** LISTED RECORDS follows **
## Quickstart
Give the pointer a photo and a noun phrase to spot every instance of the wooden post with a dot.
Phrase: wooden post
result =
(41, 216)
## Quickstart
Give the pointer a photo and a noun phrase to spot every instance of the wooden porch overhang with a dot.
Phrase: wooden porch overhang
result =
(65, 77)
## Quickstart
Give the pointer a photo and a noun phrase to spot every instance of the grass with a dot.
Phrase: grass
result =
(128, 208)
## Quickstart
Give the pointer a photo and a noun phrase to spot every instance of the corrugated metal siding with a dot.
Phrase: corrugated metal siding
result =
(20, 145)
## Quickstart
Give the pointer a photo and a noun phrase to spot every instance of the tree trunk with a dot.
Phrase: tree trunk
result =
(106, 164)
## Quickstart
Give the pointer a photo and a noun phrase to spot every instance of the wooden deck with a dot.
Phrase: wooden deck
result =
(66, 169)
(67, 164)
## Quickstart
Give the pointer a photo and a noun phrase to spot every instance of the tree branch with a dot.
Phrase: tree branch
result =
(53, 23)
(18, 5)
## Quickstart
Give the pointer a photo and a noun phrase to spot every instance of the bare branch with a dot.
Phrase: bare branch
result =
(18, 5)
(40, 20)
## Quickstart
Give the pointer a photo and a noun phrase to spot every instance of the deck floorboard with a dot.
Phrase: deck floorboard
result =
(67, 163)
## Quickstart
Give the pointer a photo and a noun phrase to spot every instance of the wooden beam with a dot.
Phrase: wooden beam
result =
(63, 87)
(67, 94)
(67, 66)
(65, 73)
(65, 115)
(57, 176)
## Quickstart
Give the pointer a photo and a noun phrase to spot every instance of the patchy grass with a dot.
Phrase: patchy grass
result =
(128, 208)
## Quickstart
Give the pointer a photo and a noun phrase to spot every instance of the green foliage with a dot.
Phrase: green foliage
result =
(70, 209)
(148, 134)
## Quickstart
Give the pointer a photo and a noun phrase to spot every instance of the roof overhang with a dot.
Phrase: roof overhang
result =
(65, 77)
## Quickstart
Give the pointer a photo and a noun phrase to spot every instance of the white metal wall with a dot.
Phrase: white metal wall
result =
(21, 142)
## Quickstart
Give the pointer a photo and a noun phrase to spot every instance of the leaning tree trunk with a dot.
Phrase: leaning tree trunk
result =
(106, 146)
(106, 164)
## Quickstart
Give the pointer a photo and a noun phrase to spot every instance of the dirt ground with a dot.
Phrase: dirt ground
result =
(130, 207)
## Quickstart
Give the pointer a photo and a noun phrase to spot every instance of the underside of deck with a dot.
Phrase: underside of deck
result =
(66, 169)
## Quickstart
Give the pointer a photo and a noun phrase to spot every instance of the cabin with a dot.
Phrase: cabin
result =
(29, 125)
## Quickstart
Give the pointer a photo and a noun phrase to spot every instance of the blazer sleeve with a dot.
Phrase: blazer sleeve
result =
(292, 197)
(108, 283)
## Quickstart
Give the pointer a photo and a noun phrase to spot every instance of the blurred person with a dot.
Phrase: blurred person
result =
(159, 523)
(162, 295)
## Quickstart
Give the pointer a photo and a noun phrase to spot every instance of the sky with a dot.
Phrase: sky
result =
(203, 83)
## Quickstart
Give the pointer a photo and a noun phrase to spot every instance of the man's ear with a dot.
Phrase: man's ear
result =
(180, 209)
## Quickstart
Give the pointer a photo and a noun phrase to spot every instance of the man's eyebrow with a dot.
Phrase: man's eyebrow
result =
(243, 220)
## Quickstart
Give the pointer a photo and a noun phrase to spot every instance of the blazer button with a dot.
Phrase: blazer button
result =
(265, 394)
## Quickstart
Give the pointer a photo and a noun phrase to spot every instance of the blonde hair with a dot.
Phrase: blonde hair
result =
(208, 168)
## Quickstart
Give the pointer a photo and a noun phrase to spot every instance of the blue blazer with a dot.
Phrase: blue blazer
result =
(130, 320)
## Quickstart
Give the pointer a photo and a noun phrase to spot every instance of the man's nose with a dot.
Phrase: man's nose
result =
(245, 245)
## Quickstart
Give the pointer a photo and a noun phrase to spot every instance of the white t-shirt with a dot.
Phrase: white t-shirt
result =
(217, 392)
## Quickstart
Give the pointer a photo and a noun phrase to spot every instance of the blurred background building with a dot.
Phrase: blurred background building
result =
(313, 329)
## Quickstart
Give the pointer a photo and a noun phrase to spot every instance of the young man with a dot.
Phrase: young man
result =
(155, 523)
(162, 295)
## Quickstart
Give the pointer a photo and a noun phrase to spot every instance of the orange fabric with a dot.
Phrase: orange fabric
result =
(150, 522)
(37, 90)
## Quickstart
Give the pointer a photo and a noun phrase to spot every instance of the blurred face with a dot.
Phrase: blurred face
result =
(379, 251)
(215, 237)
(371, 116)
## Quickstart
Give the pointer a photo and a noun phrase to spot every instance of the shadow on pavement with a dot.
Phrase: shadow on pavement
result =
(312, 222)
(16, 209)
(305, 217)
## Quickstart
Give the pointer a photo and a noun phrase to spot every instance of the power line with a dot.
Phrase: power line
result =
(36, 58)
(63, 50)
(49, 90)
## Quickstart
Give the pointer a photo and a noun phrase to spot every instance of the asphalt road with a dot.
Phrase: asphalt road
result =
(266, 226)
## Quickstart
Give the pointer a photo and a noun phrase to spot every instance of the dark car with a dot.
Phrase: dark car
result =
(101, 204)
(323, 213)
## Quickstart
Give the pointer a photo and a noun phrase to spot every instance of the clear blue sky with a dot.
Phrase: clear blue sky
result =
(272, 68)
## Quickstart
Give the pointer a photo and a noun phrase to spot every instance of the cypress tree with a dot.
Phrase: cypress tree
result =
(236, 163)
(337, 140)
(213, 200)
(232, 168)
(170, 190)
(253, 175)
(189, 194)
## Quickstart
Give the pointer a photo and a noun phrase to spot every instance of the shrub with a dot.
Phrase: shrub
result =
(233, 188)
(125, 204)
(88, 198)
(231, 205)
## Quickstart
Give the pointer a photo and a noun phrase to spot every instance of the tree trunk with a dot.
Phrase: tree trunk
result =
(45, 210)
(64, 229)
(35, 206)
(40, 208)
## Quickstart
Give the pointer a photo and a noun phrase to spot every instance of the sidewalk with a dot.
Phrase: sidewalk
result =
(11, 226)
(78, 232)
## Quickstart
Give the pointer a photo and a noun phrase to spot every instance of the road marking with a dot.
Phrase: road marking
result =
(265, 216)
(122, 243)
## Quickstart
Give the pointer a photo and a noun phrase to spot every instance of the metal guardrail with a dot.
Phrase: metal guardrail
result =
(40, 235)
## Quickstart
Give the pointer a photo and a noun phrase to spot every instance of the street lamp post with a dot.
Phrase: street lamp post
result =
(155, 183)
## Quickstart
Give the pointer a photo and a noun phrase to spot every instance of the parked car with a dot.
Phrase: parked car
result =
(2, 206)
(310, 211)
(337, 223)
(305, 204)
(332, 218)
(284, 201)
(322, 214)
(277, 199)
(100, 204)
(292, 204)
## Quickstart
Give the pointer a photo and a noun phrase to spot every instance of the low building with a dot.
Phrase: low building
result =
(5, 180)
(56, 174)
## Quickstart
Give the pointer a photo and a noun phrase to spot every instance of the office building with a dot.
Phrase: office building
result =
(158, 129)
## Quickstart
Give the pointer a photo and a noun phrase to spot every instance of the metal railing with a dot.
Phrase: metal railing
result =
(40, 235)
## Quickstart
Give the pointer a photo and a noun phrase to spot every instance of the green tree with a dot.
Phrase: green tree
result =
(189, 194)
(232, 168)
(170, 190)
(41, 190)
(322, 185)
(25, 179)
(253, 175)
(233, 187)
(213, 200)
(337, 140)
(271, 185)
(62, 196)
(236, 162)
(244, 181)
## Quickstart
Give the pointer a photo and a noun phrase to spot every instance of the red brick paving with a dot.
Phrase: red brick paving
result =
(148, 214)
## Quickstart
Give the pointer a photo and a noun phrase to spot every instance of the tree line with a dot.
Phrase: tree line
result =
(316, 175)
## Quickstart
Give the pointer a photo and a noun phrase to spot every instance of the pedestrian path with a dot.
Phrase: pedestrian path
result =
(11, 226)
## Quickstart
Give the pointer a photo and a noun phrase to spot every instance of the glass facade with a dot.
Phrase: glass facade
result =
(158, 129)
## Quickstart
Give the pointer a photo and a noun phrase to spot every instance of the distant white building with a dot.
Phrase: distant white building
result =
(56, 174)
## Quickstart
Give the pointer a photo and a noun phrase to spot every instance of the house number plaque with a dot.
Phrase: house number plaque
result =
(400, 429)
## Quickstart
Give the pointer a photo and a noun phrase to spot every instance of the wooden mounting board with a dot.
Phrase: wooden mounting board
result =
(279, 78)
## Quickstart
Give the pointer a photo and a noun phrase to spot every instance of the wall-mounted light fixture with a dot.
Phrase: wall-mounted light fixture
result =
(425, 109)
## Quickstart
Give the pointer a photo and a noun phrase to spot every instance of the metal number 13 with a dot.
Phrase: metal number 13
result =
** End of LISTED RECORDS **
== PROBLEM TO SOLVE ==
Whichever lines of the records above hold the word "orange" should all be copied out.

== ANSWER FOR THIS EXERCISE ==
Give the pointer a photo and a noun phrase to spot every instance of the orange fabric with a dot.
Phrase: orange fabric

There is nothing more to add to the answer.